┌──

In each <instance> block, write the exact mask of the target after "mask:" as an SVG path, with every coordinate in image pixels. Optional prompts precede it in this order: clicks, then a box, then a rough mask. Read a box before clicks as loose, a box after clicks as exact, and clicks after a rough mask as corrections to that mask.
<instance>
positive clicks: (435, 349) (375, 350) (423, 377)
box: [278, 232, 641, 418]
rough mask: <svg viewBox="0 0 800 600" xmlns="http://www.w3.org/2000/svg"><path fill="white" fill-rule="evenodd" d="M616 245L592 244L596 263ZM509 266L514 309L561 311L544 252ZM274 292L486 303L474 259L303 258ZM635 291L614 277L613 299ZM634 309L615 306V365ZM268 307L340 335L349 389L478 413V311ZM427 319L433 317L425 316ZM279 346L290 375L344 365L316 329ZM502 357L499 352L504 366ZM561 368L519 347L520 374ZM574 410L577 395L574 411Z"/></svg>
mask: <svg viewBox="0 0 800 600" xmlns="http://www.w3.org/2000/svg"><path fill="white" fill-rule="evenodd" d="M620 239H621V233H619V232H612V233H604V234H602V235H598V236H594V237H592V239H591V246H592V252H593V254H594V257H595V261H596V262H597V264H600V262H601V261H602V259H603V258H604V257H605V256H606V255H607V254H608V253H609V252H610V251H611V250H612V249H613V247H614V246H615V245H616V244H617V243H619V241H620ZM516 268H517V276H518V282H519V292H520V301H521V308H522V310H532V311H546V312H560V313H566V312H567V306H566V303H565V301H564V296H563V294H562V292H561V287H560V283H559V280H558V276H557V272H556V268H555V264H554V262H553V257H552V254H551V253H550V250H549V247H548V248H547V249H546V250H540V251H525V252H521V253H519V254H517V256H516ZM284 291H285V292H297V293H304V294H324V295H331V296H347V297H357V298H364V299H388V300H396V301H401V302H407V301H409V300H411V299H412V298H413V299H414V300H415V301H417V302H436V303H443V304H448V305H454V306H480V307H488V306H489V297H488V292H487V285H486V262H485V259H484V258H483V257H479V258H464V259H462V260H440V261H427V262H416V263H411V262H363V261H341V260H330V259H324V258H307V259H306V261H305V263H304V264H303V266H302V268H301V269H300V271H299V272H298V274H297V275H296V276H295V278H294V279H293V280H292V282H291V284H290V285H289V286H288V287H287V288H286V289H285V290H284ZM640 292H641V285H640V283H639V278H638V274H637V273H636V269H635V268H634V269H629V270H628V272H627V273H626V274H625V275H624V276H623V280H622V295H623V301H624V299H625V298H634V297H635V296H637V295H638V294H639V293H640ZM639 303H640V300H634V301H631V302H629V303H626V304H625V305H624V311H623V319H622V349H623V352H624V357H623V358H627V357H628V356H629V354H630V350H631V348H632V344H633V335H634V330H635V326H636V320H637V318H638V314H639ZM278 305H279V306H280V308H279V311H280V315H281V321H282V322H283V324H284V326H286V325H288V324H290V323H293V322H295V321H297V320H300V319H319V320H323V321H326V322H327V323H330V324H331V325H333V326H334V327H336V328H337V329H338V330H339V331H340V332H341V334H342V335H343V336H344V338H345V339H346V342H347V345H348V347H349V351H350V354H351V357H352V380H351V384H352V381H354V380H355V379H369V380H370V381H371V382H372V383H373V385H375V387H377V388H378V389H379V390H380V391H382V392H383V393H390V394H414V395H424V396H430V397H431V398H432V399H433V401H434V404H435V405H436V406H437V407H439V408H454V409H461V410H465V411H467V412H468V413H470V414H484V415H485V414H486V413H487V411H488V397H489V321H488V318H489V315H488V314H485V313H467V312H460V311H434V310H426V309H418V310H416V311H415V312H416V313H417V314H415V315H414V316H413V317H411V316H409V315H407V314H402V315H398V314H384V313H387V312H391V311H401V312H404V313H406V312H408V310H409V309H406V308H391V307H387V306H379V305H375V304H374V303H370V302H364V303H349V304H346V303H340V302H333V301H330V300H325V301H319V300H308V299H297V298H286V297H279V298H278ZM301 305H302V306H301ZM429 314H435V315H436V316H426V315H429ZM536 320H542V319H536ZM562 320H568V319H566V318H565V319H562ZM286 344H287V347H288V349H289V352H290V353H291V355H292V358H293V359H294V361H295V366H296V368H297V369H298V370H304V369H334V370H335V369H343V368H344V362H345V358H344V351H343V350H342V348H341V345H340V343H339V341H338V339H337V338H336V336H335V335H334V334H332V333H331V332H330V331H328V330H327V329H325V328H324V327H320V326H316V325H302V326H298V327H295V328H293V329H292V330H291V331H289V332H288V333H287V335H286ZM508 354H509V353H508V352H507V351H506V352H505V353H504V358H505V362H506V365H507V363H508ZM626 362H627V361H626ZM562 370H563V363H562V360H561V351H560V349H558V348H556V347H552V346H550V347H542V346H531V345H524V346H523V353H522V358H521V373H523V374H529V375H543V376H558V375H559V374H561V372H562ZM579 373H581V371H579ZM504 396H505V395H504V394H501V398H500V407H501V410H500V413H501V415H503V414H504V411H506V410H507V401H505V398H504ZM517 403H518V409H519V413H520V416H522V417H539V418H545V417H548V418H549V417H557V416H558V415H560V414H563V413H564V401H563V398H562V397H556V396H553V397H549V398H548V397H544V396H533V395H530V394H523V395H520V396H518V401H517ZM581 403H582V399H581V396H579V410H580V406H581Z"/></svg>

└──

◆ TASK DESCRIPTION: Retype each record. Keep every character as it is.

◆ EXERCISE RESPONSE:
In each <instance> block, write the exact mask of the target after "mask:" as an SVG path, with every coordinate in image pixels. Optional prompts precede it in this order: clicks, then a box, then a rough mask. Read a box before clicks as loose, a box after clicks as exact, and clicks after a rough mask as corrections to that mask.
<instance>
positive clicks: (435, 349) (375, 350) (423, 377)
box: [278, 232, 641, 418]
rough mask: <svg viewBox="0 0 800 600" xmlns="http://www.w3.org/2000/svg"><path fill="white" fill-rule="evenodd" d="M616 245L592 244L596 263ZM509 266L514 309L561 311L544 252ZM274 292L486 303L474 259L303 258ZM635 291L614 277L613 299ZM634 309L615 306V365ZM268 307L340 335L349 389L478 413V311ZM427 319L433 317L425 316ZM279 346L290 375L344 365L316 329ZM502 357L499 352L504 366ZM561 368L519 347L520 374ZM574 410L577 395L574 411Z"/></svg>
mask: <svg viewBox="0 0 800 600" xmlns="http://www.w3.org/2000/svg"><path fill="white" fill-rule="evenodd" d="M620 239H621V233H619V232H612V233H604V234H602V235H598V236H594V237H592V239H591V246H592V252H593V254H594V257H595V261H596V262H597V264H600V262H601V261H602V259H603V258H604V257H605V256H606V255H607V254H608V253H609V252H610V251H611V250H612V249H613V247H614V246H615V245H616V244H617V243H619V241H620ZM516 268H517V276H518V282H519V292H520V301H521V308H522V310H532V311H546V312H560V313H566V312H567V306H566V303H565V301H564V296H563V294H562V292H561V287H560V283H559V280H558V276H557V272H556V268H555V264H554V262H553V257H552V254H551V253H550V250H549V247H548V248H547V249H546V250H540V251H525V252H521V253H519V254H517V256H516ZM284 291H285V292H297V293H304V294H324V295H331V296H347V297H357V298H364V299H388V300H396V301H401V302H407V301H409V300H411V299H412V298H413V299H414V300H415V301H417V302H436V303H443V304H448V305H454V306H480V307H488V306H489V297H488V292H487V285H486V262H485V259H484V258H483V257H479V258H464V259H462V260H440V261H427V262H416V263H411V262H363V261H341V260H330V259H324V258H307V259H306V261H305V263H304V264H303V266H302V268H301V269H300V271H299V272H298V274H297V275H296V276H295V278H294V279H293V280H292V282H291V284H290V285H289V286H288V287H287V288H286V289H285V290H284ZM640 292H641V285H640V283H639V278H638V274H637V273H636V269H635V268H634V269H629V270H628V272H627V273H626V274H625V275H624V276H623V280H622V295H623V301H624V299H625V298H634V297H635V296H637V295H638V294H639V293H640ZM639 303H640V300H634V301H631V302H629V303H626V304H625V305H624V311H623V319H622V349H623V352H624V357H623V358H627V357H628V356H629V354H630V350H631V348H632V344H633V335H634V330H635V326H636V320H637V318H638V314H639ZM278 305H279V306H280V308H279V311H280V315H281V321H282V322H283V324H284V326H286V325H288V324H290V323H293V322H295V321H297V320H300V319H319V320H323V321H326V322H327V323H330V324H331V325H333V326H334V327H336V328H337V329H338V330H339V331H340V332H341V334H342V335H343V336H344V338H345V339H346V342H347V345H348V347H349V351H350V354H351V357H352V380H351V384H352V381H354V380H355V379H369V380H370V381H371V382H372V383H373V385H375V387H377V388H378V389H379V390H380V391H382V392H383V393H390V394H414V395H424V396H430V397H431V398H432V399H433V401H434V404H435V405H436V406H437V407H439V408H454V409H461V410H465V411H467V412H468V413H470V414H484V415H485V414H486V413H487V411H488V397H489V321H488V318H489V315H488V314H485V313H467V312H460V311H434V310H426V309H418V310H416V311H415V312H416V313H417V314H415V315H414V316H413V317H411V316H409V315H407V314H402V315H398V314H384V313H387V312H391V311H401V312H404V313H406V312H408V310H409V309H406V308H391V307H387V306H379V305H375V304H374V303H370V302H364V303H349V304H346V303H340V302H333V301H330V300H325V301H319V300H308V299H297V298H286V297H279V298H278ZM301 305H302V306H301ZM429 314H435V315H436V316H426V315H429ZM536 320H542V319H536ZM562 320H568V319H566V318H565V319H562ZM286 344H287V347H288V349H289V352H290V353H291V355H292V358H293V359H294V361H295V366H296V368H297V369H298V370H304V369H334V370H335V369H343V368H344V362H345V358H344V351H343V350H342V348H341V345H340V343H339V341H338V339H337V338H336V336H335V335H334V334H332V333H331V332H330V331H328V330H327V329H325V328H324V327H320V326H316V325H302V326H298V327H295V328H293V329H292V330H291V331H289V332H288V333H287V335H286ZM508 354H509V353H508V352H507V351H506V352H505V353H504V358H505V362H506V365H507V363H508ZM626 362H627V361H626ZM562 370H563V363H562V360H561V351H560V349H558V348H556V347H552V346H550V347H542V346H531V345H524V346H523V353H522V358H521V373H523V374H529V375H543V376H558V375H559V374H561V372H562ZM579 373H581V371H579ZM504 396H505V395H504V394H501V398H500V407H501V410H500V413H501V415H503V414H504V411H506V410H507V401H505V398H504ZM517 403H518V409H519V413H520V416H522V417H539V418H545V417H548V418H549V417H557V416H558V415H560V414H563V413H564V401H563V398H562V397H556V396H553V397H549V398H548V397H544V396H533V395H530V394H523V395H520V396H518V401H517ZM581 403H582V399H581V396H579V410H580V406H581Z"/></svg>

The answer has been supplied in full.